We perform a quarterly review of our portfolio of loans. In connection with this review, we assess the performance of each loan and assign a risk rating based on several factors, including risk of loss, loan-to-collateral value ratio (“LTV”), collateral performance, structure, exit plan, and sponsorship. Loans are rated “1” through “5”, from less risk to greater risk, in connection with this review.
Loans Held‑For‑Sale
Our loans that we intend to sell or liquidate in the short‑term are classified as held‑for‑sale and are carried at the lower of amortized cost or fair value, unless we have elected to apply the fair value option at origination or purchase. The Investing and Servicing Segment’s conduit business originates fixed rate commercial mortgage loans for future sale to multi‑seller securitization trusts. We periodically enter into derivative financial instruments to hedge unpredictable changes in fair value of this loan portfolio, including changes resulting from both interest rates and credit quality. Because these derivatives are not designated, changes in their fair value are recorded in earnings. In order to best reflect the results of the hedged loan portfolio in earnings, we have elected the fair value option for these loans. As a result, changes in the fair value of the loans are also recorded in earnings.
Investment Securities
We designate investment securities as held‑to‑maturity, available‑for‑sale, or trading depending on our investment strategy and ability to hold such securities to maturity. Held‑to‑maturity securities where we have not elected to apply the fair value option are stated at cost plus any premiums or discounts, which are amortized or accreted through the consolidated statements of operations using the effective interest method. Securities we (i) do not hold for the purpose of selling in the near‑term, or (ii) may dispose of prior to maturity, are classified as available‑for‑sale and are carried at fair value in the accompanying financial statements. Unrealized gains or losses on available‑for‑sale securities where we have not elected the fair value option are reported as a component of accumulated other comprehensive income (loss) (“AOCI”) in stockholders’ equity.

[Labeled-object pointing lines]
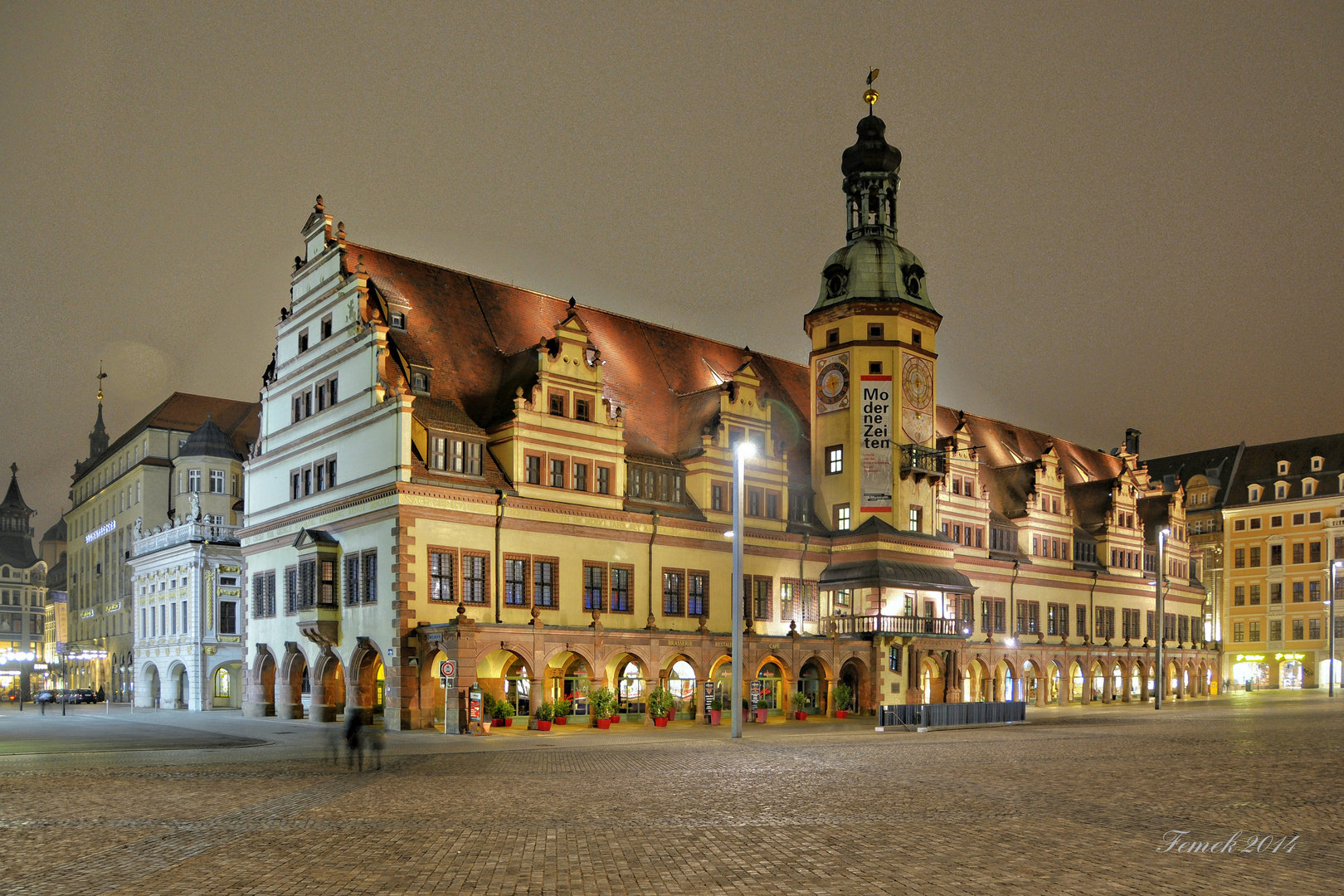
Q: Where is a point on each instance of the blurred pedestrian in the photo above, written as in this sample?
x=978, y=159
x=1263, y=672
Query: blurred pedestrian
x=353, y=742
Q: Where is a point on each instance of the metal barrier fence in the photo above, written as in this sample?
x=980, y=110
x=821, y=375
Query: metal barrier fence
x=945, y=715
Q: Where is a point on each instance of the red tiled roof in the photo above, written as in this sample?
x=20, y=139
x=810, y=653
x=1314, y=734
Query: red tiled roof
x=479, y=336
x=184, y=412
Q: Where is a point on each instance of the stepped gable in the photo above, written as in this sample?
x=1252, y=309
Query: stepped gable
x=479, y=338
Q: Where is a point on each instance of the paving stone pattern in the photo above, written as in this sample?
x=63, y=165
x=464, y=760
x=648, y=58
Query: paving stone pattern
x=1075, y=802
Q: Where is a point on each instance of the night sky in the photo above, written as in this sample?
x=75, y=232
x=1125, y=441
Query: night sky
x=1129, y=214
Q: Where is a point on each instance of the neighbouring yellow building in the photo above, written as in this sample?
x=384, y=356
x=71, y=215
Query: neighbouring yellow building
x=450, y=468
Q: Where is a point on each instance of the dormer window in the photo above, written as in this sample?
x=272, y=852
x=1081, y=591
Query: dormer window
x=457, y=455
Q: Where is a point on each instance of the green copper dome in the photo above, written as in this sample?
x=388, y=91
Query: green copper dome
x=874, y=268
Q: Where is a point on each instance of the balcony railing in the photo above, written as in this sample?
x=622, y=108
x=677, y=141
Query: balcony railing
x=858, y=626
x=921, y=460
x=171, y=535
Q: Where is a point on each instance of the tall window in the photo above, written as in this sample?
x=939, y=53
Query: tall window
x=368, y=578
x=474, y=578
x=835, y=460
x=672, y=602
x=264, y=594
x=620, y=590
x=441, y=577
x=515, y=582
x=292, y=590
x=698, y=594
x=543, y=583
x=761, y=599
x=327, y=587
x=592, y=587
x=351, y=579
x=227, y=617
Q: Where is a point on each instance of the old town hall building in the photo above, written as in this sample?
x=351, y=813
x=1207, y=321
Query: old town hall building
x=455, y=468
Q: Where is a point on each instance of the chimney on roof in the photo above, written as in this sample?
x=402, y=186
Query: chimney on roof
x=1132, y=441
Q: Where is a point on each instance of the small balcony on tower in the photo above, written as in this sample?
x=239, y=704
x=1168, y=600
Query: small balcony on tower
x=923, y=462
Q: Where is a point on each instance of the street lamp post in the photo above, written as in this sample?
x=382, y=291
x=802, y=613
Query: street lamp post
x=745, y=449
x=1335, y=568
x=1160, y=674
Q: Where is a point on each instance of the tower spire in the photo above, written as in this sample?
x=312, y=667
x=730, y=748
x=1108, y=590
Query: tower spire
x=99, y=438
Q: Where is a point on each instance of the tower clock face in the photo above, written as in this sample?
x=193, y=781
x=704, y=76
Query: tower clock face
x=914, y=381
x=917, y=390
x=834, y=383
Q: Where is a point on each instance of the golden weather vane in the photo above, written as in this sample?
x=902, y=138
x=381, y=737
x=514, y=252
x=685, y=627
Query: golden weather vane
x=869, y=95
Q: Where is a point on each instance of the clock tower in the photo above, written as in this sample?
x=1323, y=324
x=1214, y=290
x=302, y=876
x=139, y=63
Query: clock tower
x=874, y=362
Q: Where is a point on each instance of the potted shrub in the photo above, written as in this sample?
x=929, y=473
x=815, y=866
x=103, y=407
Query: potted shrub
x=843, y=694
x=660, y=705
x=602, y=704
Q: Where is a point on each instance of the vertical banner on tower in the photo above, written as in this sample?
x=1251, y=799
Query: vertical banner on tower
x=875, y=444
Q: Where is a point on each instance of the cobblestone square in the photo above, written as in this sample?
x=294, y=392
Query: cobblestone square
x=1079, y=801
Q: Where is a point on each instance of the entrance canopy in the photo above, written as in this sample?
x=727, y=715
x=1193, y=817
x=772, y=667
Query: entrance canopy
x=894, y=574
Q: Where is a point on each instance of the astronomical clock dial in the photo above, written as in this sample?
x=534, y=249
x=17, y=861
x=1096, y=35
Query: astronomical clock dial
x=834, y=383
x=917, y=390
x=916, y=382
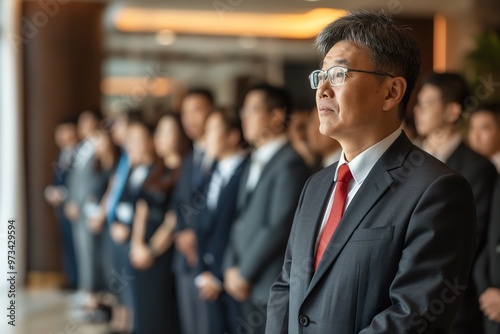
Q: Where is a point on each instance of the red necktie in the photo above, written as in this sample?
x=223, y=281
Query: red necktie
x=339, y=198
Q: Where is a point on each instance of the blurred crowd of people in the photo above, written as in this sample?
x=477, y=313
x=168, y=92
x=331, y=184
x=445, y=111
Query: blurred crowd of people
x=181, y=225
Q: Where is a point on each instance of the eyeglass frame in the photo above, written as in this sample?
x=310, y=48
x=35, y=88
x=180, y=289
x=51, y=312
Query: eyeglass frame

Written instruction -> Edit the accounting policy text from "We perform a" up to and including "with this review.", changing "quarterly" to "monthly". These lines are separate material from the accounting policy text.

Solution to this problem ->
We perform a monthly review of our portfolio of loans. In connection with this review, we assess the performance of each loan and assign a risk rating based on several factors, including risk of loss, loan-to-collateral value ratio (“LTV”), collateral performance, structure, exit plan, and sponsorship. Loans are rated “1” through “5”, from less risk to greater risk, in connection with this review.